Data for the task Start Marker
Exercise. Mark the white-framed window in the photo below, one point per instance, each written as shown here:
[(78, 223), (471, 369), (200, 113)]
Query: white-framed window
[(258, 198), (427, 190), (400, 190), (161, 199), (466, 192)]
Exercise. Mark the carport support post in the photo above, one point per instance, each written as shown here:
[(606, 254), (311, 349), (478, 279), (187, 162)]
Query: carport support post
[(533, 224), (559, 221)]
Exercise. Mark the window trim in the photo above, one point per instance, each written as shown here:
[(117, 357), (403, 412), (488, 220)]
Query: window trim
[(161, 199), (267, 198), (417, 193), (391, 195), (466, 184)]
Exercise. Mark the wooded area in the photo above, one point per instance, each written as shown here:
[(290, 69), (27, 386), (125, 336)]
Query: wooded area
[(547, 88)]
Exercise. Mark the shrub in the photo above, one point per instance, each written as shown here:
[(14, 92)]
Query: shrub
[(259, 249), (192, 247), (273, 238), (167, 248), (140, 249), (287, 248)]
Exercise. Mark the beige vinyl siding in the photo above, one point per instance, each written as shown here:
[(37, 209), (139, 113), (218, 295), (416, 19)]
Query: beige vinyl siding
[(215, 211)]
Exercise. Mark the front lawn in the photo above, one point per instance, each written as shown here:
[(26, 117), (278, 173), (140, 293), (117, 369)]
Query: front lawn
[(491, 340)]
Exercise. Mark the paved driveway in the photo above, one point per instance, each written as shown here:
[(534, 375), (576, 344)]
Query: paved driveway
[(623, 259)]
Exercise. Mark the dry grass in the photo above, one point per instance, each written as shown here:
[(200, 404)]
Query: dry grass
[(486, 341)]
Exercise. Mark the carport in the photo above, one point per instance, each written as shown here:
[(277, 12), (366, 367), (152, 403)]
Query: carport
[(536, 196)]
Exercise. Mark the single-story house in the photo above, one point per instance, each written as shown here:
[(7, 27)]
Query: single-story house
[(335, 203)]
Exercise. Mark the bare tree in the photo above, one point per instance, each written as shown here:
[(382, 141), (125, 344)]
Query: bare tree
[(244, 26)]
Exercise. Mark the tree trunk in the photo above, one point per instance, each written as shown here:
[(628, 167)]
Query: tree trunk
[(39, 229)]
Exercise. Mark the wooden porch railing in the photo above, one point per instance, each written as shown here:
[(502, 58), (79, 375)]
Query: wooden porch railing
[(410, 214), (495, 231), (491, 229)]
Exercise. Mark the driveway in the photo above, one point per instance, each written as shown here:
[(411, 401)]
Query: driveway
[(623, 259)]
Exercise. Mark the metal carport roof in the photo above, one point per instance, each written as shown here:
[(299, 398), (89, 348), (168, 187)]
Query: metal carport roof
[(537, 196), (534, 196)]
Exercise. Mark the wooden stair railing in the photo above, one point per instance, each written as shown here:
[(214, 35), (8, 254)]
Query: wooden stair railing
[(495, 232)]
Data for the task End Marker
** Work to be completed **
All lines from the opening of the listing above through the line that contains "[(606, 254), (311, 349), (478, 279), (187, 162)]" should be given again exactly, and nothing more.

** Answer **
Exercise. Mark the white-framed window in the photo below, one point per instance, each written as shown here:
[(78, 223), (471, 369), (200, 113)]
Query: white-framed window
[(258, 198), (427, 190), (400, 190), (161, 199), (466, 192)]
Exercise. Mark the carport support post in the photo above, one point per instance, each written as shown here:
[(606, 254), (311, 349), (478, 279), (187, 162)]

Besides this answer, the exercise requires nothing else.